> [Aim] Retype the material below word for word, with every line kept as it is.

─── Records for this task ───

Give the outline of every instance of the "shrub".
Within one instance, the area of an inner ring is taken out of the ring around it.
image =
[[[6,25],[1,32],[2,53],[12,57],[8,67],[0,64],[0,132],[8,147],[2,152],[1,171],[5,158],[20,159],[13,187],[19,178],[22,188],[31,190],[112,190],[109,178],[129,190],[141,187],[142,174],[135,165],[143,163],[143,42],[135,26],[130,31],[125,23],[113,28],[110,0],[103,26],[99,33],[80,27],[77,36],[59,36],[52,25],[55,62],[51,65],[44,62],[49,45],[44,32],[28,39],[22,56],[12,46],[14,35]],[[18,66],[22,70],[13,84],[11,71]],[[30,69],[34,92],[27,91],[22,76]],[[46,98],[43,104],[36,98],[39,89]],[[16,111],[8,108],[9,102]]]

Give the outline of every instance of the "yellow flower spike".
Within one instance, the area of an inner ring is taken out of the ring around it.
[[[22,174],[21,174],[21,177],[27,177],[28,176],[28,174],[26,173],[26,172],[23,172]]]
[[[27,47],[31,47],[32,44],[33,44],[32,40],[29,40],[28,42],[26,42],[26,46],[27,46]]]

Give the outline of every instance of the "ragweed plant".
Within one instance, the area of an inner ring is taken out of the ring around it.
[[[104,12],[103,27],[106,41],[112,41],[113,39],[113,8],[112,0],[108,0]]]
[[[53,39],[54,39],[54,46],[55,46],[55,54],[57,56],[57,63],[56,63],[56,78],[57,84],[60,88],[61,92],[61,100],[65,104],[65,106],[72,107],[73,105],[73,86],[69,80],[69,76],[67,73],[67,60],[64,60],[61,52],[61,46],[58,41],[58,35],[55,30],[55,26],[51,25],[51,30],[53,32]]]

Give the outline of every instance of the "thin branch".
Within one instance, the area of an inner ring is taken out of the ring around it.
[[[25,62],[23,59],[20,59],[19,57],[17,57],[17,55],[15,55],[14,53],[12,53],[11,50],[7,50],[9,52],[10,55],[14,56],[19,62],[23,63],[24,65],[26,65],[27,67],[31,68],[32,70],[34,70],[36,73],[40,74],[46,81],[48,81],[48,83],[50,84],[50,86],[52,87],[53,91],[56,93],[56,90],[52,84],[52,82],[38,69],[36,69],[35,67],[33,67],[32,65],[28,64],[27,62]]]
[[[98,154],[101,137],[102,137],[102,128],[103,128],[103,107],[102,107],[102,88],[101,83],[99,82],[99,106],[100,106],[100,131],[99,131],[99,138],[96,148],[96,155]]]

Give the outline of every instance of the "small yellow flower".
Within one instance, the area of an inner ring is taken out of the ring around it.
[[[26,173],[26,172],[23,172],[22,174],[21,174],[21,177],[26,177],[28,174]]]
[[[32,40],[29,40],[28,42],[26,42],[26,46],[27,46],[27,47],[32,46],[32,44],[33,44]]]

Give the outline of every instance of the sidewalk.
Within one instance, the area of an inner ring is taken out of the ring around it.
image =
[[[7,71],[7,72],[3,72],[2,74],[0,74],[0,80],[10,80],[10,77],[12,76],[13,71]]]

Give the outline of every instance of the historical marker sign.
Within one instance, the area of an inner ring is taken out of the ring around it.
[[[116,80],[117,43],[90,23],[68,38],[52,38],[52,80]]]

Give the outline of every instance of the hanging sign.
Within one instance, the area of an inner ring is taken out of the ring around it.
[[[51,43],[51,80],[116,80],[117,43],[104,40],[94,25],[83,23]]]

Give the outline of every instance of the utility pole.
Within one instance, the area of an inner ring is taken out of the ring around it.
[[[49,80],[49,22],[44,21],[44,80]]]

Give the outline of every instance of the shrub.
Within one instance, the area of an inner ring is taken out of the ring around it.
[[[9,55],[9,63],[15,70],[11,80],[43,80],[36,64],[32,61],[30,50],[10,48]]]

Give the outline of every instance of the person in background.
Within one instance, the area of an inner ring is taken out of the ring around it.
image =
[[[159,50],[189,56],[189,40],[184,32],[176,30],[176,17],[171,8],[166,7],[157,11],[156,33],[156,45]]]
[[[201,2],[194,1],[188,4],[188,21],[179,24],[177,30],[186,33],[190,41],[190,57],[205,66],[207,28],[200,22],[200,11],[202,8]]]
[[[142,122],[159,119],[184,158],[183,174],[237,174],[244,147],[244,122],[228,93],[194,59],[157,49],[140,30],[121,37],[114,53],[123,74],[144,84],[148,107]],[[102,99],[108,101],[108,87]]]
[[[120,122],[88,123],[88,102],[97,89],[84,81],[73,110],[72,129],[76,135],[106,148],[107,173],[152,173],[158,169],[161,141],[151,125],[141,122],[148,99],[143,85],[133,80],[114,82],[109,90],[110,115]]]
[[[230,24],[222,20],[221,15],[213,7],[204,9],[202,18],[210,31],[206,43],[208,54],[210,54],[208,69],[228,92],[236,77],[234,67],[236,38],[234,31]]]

───

> [Final answer]
Give the outline of every instance of the "shrub".
Within one instance, the area of an inner ring is taken out of the ring around it.
image =
[[[6,25],[1,32],[2,53],[12,57],[8,67],[0,64],[0,132],[8,147],[2,152],[1,171],[5,158],[20,159],[13,187],[19,178],[22,188],[31,190],[112,190],[109,178],[129,190],[141,187],[142,174],[135,165],[143,163],[143,42],[135,26],[130,31],[125,23],[113,28],[110,0],[103,26],[99,33],[80,27],[77,36],[59,36],[52,25],[55,62],[51,65],[44,62],[49,45],[44,32],[28,39],[22,56],[12,46],[14,35]],[[18,66],[22,70],[13,84],[11,71]],[[30,69],[34,92],[27,91],[22,76]],[[46,98],[43,104],[36,98],[39,89]],[[16,111],[8,108],[9,102]]]

Give the outline of every instance of the "yellow flower spike".
Within one instance, the area of an inner ring is taken out of the ring around it.
[[[22,174],[21,174],[21,177],[27,177],[28,176],[28,174],[26,173],[26,172],[23,172]]]
[[[27,47],[31,47],[32,44],[33,44],[32,40],[29,40],[28,42],[26,42],[26,46],[27,46]]]

Give the outline of every instance of the "ragweed plant".
Within one instance, the area of an inner ring is taken out of the ring around it.
[[[104,12],[103,27],[106,41],[112,41],[113,39],[113,8],[112,0],[108,0]]]
[[[53,39],[54,39],[54,46],[55,46],[55,54],[57,56],[57,63],[56,63],[56,78],[57,84],[60,88],[61,92],[61,100],[65,104],[65,106],[72,107],[73,105],[73,86],[69,80],[69,76],[67,73],[67,60],[64,60],[61,52],[61,46],[58,41],[58,35],[55,30],[55,26],[51,25],[51,30],[53,32]]]

Give the outline of every instance of the "thin branch".
Within one instance, the area of an inner ring is taken out of the ring around it.
[[[25,62],[23,59],[20,59],[19,57],[17,57],[17,55],[15,55],[14,53],[12,53],[11,50],[7,50],[9,52],[10,55],[14,56],[19,62],[23,63],[24,65],[26,65],[27,67],[31,68],[32,70],[34,70],[36,73],[40,74],[46,81],[48,81],[48,83],[50,84],[50,86],[52,87],[53,91],[56,93],[56,90],[52,84],[52,82],[38,69],[36,69],[35,67],[33,67],[32,65],[28,64],[27,62]]]
[[[98,154],[101,137],[102,137],[102,128],[103,128],[103,107],[102,107],[102,88],[101,83],[99,82],[99,106],[100,106],[100,131],[99,131],[99,138],[96,148],[96,155]]]

Give the outline of every instance of the "small yellow flower".
Within one instance, the area of an inner ring is taken out of the ring around it.
[[[26,173],[26,172],[23,172],[22,174],[21,174],[21,177],[26,177],[28,174]]]
[[[32,40],[29,40],[28,42],[26,42],[26,46],[27,46],[27,47],[32,46],[32,44],[33,44]]]

Give the outline of every instance of the sidewalk.
Within one instance, the area of an inner ring is taken out of the ring around it.
image =
[[[7,71],[7,72],[3,72],[2,74],[0,74],[0,80],[10,80],[10,77],[12,76],[13,71]]]

Give the outline of every instance of the historical marker sign.
Within one instance, the area of an inner ring is taken out of the ring around it.
[[[116,80],[117,43],[90,23],[68,38],[52,38],[52,80]]]

Give the outline of every instance of the hanging sign.
Within one instance, the area of an inner ring is taken out of the ring around it.
[[[51,43],[51,80],[116,80],[117,43],[104,40],[94,25],[83,23]]]

Give the outline of every instance of the utility pole.
Within one instance, the area of an inner ring is taken out of the ring around it.
[[[49,80],[49,22],[44,21],[44,80]]]

Give the outline of every instance of the shrub.
Within one instance, the area of an inner ring is taken out of the ring around it.
[[[9,55],[9,63],[15,70],[11,80],[43,80],[36,64],[32,61],[30,50],[10,48]]]

Give the outline of every instance of the person in background.
Within one instance, the area of an inner ring is taken out of the ring around it.
image =
[[[159,50],[189,56],[189,40],[184,32],[176,30],[176,17],[171,8],[166,7],[157,11],[156,33],[156,45]]]
[[[201,2],[194,1],[188,4],[188,21],[179,24],[177,30],[186,33],[190,41],[190,57],[205,66],[207,28],[200,22],[200,11],[202,8]]]
[[[142,122],[159,119],[184,158],[183,174],[237,174],[244,147],[244,122],[228,93],[194,59],[157,49],[140,30],[121,37],[114,53],[123,74],[144,84],[148,107]],[[102,99],[108,101],[108,87]]]
[[[120,122],[88,123],[88,102],[97,89],[84,81],[73,110],[72,129],[76,135],[106,148],[107,173],[152,173],[158,169],[161,141],[151,125],[141,122],[148,99],[143,85],[133,80],[114,82],[109,90],[110,115]]]
[[[230,24],[222,20],[221,15],[213,7],[204,9],[202,18],[210,31],[206,43],[208,54],[210,54],[208,69],[228,92],[236,77],[234,67],[236,38],[234,31]]]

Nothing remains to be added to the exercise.